Si je suis obligé de vouloir quelque chose, il peut m’être extrêmement indifférent de le pouvoir aussi réaliser.
Hegel a dit : « C’est seulement avec la Pensée que l’âme, (dont les animaux sont doués comme les hommes), s’élève au rang d’esprit ». Rien de plus juste, et c’est également la Pensée qui donne à l’action humaine son caractère propre.
« Nous vivons en elle et lui sommes étrangers. Elle nous parle sans cesse et ne nous révèle pas son secret. » – Hegel
Mais Goethe connaît aussi l’envers de cette pensée :
« Les hommes sont tous en elle et elle est en tous. » – Goethe
Lorsque nous aurons connu la Nature en nous-mêmes il nous sera facile de la retrouver à l’extérieur.
Ce qui, dans notre être intime, lui est semblable, nous servira de guide.
Dire d’un objet : « ceci est une rose », ce n’est rien déclarer qui me concerne.
Mais dire du même objet : « ceci me cause de la joie », c’est me caractériser moi-même dans mon rapport avec la rose.
La personnalité pensante oublie la pensée pendant le temps qu’elle l’exerce.
L’objet de sa pensée l’occupe, mais non sa pensée elle-même
La première observation que nous puissions faire sur la pensée, c’est celle-ci : elle est l’élément inobservé de notre vie spirituelle ordinaire.
Pourquoi demeure-t-elle généralement inobservée ?
Parce qu’elle est issue de notre propre activité.

### LIGNES FOURNIES
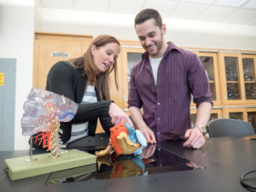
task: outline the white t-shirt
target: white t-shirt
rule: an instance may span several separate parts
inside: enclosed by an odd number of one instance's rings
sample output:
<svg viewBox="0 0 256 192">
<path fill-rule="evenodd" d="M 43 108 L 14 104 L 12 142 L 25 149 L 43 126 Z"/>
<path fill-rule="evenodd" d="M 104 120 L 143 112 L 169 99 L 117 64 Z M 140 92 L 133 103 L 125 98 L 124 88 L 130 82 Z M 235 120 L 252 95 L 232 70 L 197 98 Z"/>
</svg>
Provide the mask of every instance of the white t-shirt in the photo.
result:
<svg viewBox="0 0 256 192">
<path fill-rule="evenodd" d="M 92 103 L 96 102 L 97 97 L 95 91 L 95 86 L 88 84 L 86 90 L 84 91 L 84 97 L 81 103 Z M 73 142 L 79 138 L 88 136 L 89 132 L 89 122 L 82 124 L 73 124 L 71 131 L 71 137 L 67 143 Z"/>
<path fill-rule="evenodd" d="M 155 85 L 157 84 L 158 67 L 159 67 L 159 65 L 160 65 L 162 59 L 163 59 L 163 57 L 152 58 L 152 57 L 149 56 L 149 61 L 150 61 L 150 64 L 151 64 L 151 68 L 152 68 Z"/>
</svg>

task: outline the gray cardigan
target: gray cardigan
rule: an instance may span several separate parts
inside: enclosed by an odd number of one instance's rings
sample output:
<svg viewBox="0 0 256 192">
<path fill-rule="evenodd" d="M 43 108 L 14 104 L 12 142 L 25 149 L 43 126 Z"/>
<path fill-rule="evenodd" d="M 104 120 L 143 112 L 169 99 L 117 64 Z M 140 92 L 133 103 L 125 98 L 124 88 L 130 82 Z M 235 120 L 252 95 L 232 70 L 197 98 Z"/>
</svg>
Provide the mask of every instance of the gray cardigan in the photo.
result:
<svg viewBox="0 0 256 192">
<path fill-rule="evenodd" d="M 72 124 L 79 124 L 89 121 L 89 135 L 95 135 L 97 118 L 100 119 L 104 131 L 109 135 L 110 128 L 113 126 L 108 115 L 109 105 L 112 101 L 100 101 L 98 90 L 96 89 L 97 102 L 81 103 L 84 94 L 84 79 L 82 68 L 75 68 L 68 61 L 59 61 L 49 70 L 47 77 L 46 90 L 79 103 L 78 112 L 75 117 L 68 123 L 61 123 L 60 138 L 66 143 L 71 137 Z M 103 96 L 105 99 L 105 96 Z M 34 148 L 41 148 L 38 143 Z"/>
</svg>

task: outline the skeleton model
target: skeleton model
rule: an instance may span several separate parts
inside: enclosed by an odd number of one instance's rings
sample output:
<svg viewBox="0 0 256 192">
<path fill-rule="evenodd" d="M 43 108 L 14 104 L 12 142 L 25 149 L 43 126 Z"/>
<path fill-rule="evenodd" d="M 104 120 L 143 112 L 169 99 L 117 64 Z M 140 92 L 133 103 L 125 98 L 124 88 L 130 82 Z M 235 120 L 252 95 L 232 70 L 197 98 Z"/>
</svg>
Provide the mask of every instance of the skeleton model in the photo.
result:
<svg viewBox="0 0 256 192">
<path fill-rule="evenodd" d="M 39 141 L 39 144 L 43 142 L 43 147 L 50 151 L 50 156 L 56 158 L 62 153 L 58 137 L 60 122 L 73 119 L 78 110 L 77 103 L 48 90 L 32 89 L 23 109 L 22 134 L 32 136 L 41 132 L 36 141 Z"/>
</svg>

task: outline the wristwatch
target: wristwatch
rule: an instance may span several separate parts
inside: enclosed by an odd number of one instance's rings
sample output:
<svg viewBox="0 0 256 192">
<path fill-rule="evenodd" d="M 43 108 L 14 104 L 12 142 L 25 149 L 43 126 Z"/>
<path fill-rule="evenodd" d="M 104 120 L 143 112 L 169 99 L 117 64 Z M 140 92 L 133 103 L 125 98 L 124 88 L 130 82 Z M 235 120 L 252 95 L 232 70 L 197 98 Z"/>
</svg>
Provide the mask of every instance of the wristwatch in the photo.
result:
<svg viewBox="0 0 256 192">
<path fill-rule="evenodd" d="M 203 136 L 205 136 L 207 133 L 207 128 L 203 125 L 195 124 L 193 128 L 195 127 L 197 127 L 200 130 L 200 131 L 203 134 Z"/>
</svg>

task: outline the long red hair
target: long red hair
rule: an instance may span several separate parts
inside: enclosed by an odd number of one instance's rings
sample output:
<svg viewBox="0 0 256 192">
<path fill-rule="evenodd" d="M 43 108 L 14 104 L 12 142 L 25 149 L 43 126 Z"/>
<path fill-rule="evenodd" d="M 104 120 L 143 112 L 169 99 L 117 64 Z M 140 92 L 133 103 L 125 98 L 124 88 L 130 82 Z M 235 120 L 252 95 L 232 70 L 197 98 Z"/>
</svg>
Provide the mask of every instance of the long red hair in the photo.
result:
<svg viewBox="0 0 256 192">
<path fill-rule="evenodd" d="M 115 43 L 120 46 L 119 42 L 115 38 L 108 35 L 100 35 L 92 40 L 83 56 L 70 60 L 70 62 L 75 67 L 84 69 L 84 75 L 86 77 L 85 90 L 88 84 L 90 84 L 96 87 L 96 89 L 99 91 L 101 99 L 102 99 L 104 96 L 106 97 L 106 100 L 110 99 L 109 74 L 113 70 L 114 73 L 115 85 L 116 88 L 119 89 L 117 83 L 117 61 L 115 61 L 112 65 L 112 67 L 109 69 L 108 69 L 105 73 L 98 73 L 94 65 L 93 55 L 91 54 L 91 47 L 92 45 L 95 45 L 96 48 L 99 48 L 110 43 Z"/>
</svg>

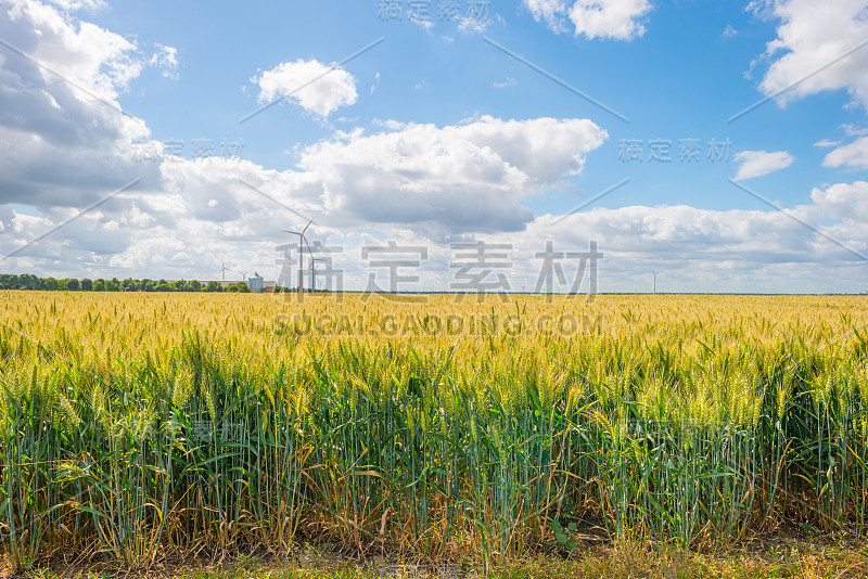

### CONSIGNE DONNÉE A
Répondez brièvement à ces questions sur l'extrait.
(i) Selon Hegel, qu'est-ce qui permet à l'âme de s'élever au rang d'esprit ?
(ii) Que fait-on en disant d'un objet « ceci me cause de la joie » ?
(iii) Pourquoi la pensée demeure-t-elle généralement inobservée ?
### CONSIGNE DONNÉE B
Recopiez le passage de l'extrait qui s'ouvre sur les mots « Hegel a dit » et se ferme sur « servira de guide. ».
### CONSIGNE DONNÉE C
Traduisez en anglais cette phrase de l'extrait : « Lorsque nous aurons connu la Nature en nous-mêmes il nous sera facile de la retrouver à l’extérieur. »
Les lignes n'ont aucune utilité pour ce travail.

### RÉPONSE COMPLÈTE A
(i) La Pensée.
(ii) On se caractérise soi-même dans son rapport avec la rose.
(iii) Parce qu'elle est issue de notre propre activité.

### RÉPONSE COMPLÈTE B
Hegel a dit : « C’est seulement avec la Pensée que l’âme, (dont les animaux sont doués comme les hommes), s’élève au rang d’esprit ». Rien de plus juste, et c’est également la Pensée qui donne à l’action humaine son caractère propre.
« Nous vivons en elle et lui sommes étrangers. Elle nous parle sans cesse et ne nous révèle pas son secret. » – Hegel
Mais Goethe connaît aussi l’envers de cette pensée :
« Les hommes sont tous en elle et elle est en tous. » – Goethe
Lorsque nous aurons connu la Nature en nous-mêmes il nous sera facile de la retrouver à l’extérieur.
Ce qui, dans notre être intime, lui est semblable, nous servira de guide.

### RÉPONSE COMPLÈTE C
Once we have come to know Nature within ourselves, it will be easy for us to find it again outside.